Carry on the forum discussion about testing schoolchildren from the point where it stops.

* **Text extract**
##############################
Abuelita · 09/04/2015 10:21

Children in the UK, and especially England, are the most tested in the developed world. The OECD (which does the three-yearly PISA tests) found only four countries out of 35 did national exams at the end of primary school and fewer than half had exams at 16+.

Is it time for parents to say enough is enough? If the rest of the developed world can manage without so many tests, then so can we. And it would make life far better for children and their parents.

For more information see www.localschoolsnetwork.org.uk/2015/04/time-to-put-an-end-to-excessive-testing-of-our-children/

OP posts:
BackforGood · 09/04/2015 17:26

I saw a great article Here earlier today, written by a parent, in response to the latest Election pronouncements re Education.

It's so well written, expressing what everybody who actually knows anything about education and the population as a whole have been trying to tell Education minister after Education Minister.

Doublethecuddles · 10/04/2015 08:40

In Scotland we have no formal tests in primary school. The children are tested but parents are not informed of the results. Personally I think this makes it far less stressful and worrying. If tested in P1 my DS wouldn't have performed well, but he has now caught up with his peers in P4. I remember the teacher telling my he "just wasn't ready for formal learning" . If he had performed badly in tests, I would probably have worried more and tried to push him, he has however caught up in his own time.
##############################
* **Location identification listing**
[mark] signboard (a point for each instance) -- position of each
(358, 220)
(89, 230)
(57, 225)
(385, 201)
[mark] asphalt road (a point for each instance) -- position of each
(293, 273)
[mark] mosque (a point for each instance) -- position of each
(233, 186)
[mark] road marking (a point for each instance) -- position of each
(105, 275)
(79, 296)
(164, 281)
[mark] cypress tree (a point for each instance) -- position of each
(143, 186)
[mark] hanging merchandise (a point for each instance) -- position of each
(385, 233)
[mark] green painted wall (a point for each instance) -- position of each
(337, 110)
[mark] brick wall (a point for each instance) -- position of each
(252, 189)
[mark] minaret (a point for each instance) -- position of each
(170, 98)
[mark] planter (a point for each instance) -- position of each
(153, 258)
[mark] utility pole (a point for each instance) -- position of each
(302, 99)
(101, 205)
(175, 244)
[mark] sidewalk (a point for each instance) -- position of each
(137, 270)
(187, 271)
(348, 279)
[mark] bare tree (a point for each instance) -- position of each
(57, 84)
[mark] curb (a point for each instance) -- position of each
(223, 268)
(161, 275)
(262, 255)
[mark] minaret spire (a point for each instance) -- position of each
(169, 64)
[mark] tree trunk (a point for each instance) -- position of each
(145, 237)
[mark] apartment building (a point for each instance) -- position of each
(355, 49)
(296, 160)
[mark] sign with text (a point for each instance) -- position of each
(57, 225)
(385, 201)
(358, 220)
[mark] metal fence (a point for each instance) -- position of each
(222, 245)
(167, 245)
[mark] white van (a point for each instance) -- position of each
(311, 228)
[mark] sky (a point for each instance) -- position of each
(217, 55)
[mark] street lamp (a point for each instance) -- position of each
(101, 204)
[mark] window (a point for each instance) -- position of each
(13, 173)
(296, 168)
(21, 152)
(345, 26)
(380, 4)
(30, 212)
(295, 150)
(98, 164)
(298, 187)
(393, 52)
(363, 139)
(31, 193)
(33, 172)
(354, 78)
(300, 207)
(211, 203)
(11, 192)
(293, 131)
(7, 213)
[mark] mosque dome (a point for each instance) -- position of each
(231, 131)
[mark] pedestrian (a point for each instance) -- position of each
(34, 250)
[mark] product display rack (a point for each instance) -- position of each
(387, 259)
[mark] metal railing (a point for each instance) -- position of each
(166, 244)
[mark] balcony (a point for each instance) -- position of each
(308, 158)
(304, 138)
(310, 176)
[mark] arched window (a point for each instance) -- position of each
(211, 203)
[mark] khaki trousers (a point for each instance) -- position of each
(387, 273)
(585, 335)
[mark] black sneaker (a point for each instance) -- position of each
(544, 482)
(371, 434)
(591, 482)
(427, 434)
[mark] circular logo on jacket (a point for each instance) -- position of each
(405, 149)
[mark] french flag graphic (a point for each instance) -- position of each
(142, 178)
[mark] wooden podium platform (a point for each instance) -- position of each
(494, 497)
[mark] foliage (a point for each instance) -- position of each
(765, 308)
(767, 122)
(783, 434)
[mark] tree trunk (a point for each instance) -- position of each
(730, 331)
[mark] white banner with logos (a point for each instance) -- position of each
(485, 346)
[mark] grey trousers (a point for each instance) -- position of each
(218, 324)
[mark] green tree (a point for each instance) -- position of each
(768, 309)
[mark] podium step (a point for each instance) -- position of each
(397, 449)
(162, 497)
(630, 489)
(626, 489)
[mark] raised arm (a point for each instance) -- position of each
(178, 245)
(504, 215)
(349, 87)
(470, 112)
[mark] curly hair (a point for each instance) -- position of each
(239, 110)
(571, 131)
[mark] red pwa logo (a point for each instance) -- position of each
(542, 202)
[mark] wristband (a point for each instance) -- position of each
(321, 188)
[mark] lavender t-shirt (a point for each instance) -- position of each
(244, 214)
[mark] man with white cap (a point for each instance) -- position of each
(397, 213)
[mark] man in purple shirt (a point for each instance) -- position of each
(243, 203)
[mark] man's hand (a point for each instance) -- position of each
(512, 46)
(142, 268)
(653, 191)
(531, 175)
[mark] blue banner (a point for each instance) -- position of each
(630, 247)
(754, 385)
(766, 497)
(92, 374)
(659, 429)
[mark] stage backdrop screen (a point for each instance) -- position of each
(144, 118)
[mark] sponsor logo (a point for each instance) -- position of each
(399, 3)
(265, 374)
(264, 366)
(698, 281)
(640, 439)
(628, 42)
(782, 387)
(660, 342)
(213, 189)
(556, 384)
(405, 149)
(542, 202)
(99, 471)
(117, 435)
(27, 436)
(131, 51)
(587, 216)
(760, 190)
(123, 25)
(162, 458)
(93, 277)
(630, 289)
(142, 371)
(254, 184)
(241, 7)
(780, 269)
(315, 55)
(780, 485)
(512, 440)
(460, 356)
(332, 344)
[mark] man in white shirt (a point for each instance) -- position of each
##############################
* **Expected answer**
I think lack of testing in Scotland makes primary schools more of a level playing field and parents aren't worrying about school "Sats scores". There is more of a mix of children in each school. These are assumptions I have made form reading Mumsnet and may be entirely wrong!
It's allows children to finish primary school without worrying about exams. Childhood is short enough as it is!
Do I think education is better or worse in Scotland for lack of formal testing? I can't answer that, but I do think it allows teachers to do their jobs without being under such scrutiny from parents and league tables.